### Task list:
A – Read the court's account of the expert discovery dispute below and say whether each statement agrees with it. Answer yes or no for each, quoting the words that decide it. (i) The reports for Woodhouse and Bawab were dated August 2018. (ii) Magistrate Judge Bulsara found that the October 1, 2019 extension allowed new expert disclosures. (iii) The parties were given until November 8 to depose Rickard.
B – Extend the court's account of the expert discovery dispute below, beginning after its final sentence.

### Text:
· · · · · · ·

On October 28, Plaintiffs filed a letter informing the Court that the prior Friday, October 25, they had received what they called "an untimely expert exchange" from Defendants' counsel. (D.E. # 67.) Specifically, Plaintiffs complained that Defendants served voluminous reports for two additional experts, Dr. Michael Woodhouse and Dr. Sebastian Bawab, for the first time on October 25, 2019, despite the reports being dated August 2018. (D.E. # 67.) Plaintiffs requested that these two experts be stricken, or in the alternative they requested a further extension of time to complete expert discovery to depose those two experts and to delay the deposition of Rickard until they could review the reports of Bawab and Woodhouse. (Id.) Magistrate Judge Bulsara ordered Defendants to reply to Plaintiffs' letter. (D.E. dated 10/28/2019.) Defendants wrote that while they believed the prior defense counsel had already turned over Bawab and Woodhouse's expert reports, the exchanges would be timely even if only exchanged on October 25 in light of the Court's extension of time to complete expert discovery. (D.E. # 68.) They also wrote that they believed the request to strike these experts should have been made in a motion in limine. (Id.)

Magistrate Judge Bulsara issued an order on October 30, striking the Bawab and Woodhouse exchanges. (D.E. # 69.) In response to Defendants' argument that the motion should have been a motion in limine, Magistrate Judge Bulsara found that a motion to strike was proper because "the relief was based not on the merits of the Woodhouse and Bawab report, but on the failure to abide by the deadlines in the Court's case management order." (Id. at 1.) In response to Defendants' argument that the deadline for expert discovery had been extended, Magistrate Judge Bulsara found that the extension of time had been granted for the limited purpose of completing the deposition of Rickard. (Id. at 2.) "The extension of time granted on Oct. 1, 2019 was to complete the limited expert discovery, i.e. depositions, necessary to complete the Joint Pretrial Order—not for new expert disclosures. This is evident in the parties' joint motion seeking the extension, which makes no mention of new experts." (Id.) Magistrate Judge Bulsara struck Bawab and Woodhouse as experts and granted the parties an extension to November 8 to depose Rickard. (Id.)

Defendants, in their letter-brief in support of setting aside Magistrate Judge Bulsara's discovery order, apparently take issue with the fact that Magistrate Judge Bulsara rather than this Court addressed the discovery dispute "[a]lthough the [October 28] letter was addressed and submitted to Your Honor." (D.E. # 76 at 1.) Defendants had been conducting discovery overseen by Magistrate Judge Bulsara, and Magistrate Judge Kuo before that, for years by this point, and they were presumably well aware that discovery matters are handled by magistrate judges in this District. This Court had initially extended the deadline to complete the expert deposition—on consent of the parties and for the specific purpose stated by the parties—because it was related to the schedule for this Court's pre-trial conference. When expert discovery once again became a disputed matter with Plaintiffs' October 28 letter, the resolution of that dispute became a matter for Magistrate Judge Bulsara, who is far more familiar with the intricacies of discovery in this case than this Court.

· · · · · · ·

### Data to examine:
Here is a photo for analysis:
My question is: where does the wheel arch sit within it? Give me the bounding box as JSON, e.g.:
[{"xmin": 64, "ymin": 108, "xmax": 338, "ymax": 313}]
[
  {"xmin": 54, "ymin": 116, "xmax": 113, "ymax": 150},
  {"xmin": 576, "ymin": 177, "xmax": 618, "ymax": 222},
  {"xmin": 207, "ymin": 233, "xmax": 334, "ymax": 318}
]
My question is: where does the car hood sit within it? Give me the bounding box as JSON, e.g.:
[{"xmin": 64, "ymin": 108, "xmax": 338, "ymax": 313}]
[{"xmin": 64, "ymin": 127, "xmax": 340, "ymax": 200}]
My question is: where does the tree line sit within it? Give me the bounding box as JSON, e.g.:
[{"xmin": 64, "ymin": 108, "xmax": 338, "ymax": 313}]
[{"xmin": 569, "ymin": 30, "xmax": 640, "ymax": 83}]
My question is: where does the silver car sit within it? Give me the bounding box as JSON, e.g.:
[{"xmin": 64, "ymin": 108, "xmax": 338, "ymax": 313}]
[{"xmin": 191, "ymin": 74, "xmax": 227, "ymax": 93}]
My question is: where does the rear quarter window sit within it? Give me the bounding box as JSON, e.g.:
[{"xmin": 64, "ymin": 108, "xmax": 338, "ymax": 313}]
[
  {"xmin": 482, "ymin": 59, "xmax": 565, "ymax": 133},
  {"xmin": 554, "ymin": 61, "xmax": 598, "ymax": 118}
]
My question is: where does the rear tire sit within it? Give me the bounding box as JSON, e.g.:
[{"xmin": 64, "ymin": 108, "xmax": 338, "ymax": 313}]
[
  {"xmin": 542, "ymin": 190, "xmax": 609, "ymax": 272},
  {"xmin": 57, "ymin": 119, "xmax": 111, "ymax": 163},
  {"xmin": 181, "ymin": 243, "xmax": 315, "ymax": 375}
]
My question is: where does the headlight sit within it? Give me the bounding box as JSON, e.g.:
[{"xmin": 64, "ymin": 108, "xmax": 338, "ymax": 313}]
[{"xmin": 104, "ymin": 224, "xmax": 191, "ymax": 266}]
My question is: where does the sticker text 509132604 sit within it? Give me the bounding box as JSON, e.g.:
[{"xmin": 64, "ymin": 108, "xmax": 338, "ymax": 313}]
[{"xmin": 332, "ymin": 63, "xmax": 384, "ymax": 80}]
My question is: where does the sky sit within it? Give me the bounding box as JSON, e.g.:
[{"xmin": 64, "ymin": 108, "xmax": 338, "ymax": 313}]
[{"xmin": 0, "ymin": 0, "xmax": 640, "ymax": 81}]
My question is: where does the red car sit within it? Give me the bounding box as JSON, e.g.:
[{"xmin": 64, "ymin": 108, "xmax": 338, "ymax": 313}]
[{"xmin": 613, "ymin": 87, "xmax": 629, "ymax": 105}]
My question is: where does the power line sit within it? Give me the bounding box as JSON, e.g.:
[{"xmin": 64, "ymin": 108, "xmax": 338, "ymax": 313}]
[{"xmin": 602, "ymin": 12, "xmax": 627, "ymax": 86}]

· · · · · · ·

### Answers for the exercise:
A –
(i) Yes: "despite the reports being dated August 2018."
(ii) No: "not for new expert disclosures."
(iii) Yes: "granted the parties an extension to November 8 to depose Rickard."

B –
The following day, on October 31, Defendants filed a "Notice of Appeal to District Court Judge" on the docket, stating that they hereby appealed Magistrate Judge Bulsara's October 30 order. (D.E. # 70.) The Notice was unaccompanied by any supporting papers. (Id.)

On November 5, Defendants filed a motion for reconsideration of Magistrate Judge Bulsara's October 30 order. (D.E. # 71.) They offered legal arguments and background information that they had not previously provided. (Compare D.E. # 71, with D.E. # 68.) Defendants contradicted their earlier statement to the Court, which had stated that they believed "the prior day-to-day handling counsel provided these expert reports to plaintiff's counsel previously," (D.E. # 68 at 1 (emphasis added)), and now in their motion for reconsideration explained that in fact prior counsel "never provided current counsel with these reports when our office took over the file in full back in April of 2019, and [prior counsel] had never otherwise disclosed these two experts," (D.E. # 71 at 3 (emphasis added)). Defendants' counsel now stated that "[w]hen the case was transferred to our office to handle in full, prior counsel did not provide any information about these expert witnesses and our firm was not aware of their existence," and that current defense counsel only became aware of Bawab and Woodhouse on October 15, 2019. (Id.) They argued that these circumstances constituted a good faith basis for failing to disclose the reports earlier. (Id.) They also pointed to factors from a previously unmentioned Second Circuit case, Softel, Inc. v. Dragon Medical & Scientific Communications, Inc., 118 F.3d 955 (2d Cir. 1997), and argued that the testimony from Bawab and Woodhouse is too important to be stricken, in particular because there would be no prejudice to Plaintiffs as there would still be time for Plaintiffs to conduct depositions and get rebuttal experts. (D.E. # 71 at 4.)

On November 7, Plaintiffs wrote a letter to Magistrate Judge Bulsara regarding further scheduling difficulties about Rickard's deposition. (D.E. # 72.) Plaintiffs complained that defense counsel was unresponsive or unwilling to schedule Rickard's deposition and that calls and emails to Rickard's office were going unanswered. (Id. at 2.) Plaintiffs requested that Magistrate Judge Bulsara also strike Rickard because of the failure of defense counsel to produce him for a deposition. (Id.) This letter did not address the arguments in Defendants' motion for reconsideration. (Id.)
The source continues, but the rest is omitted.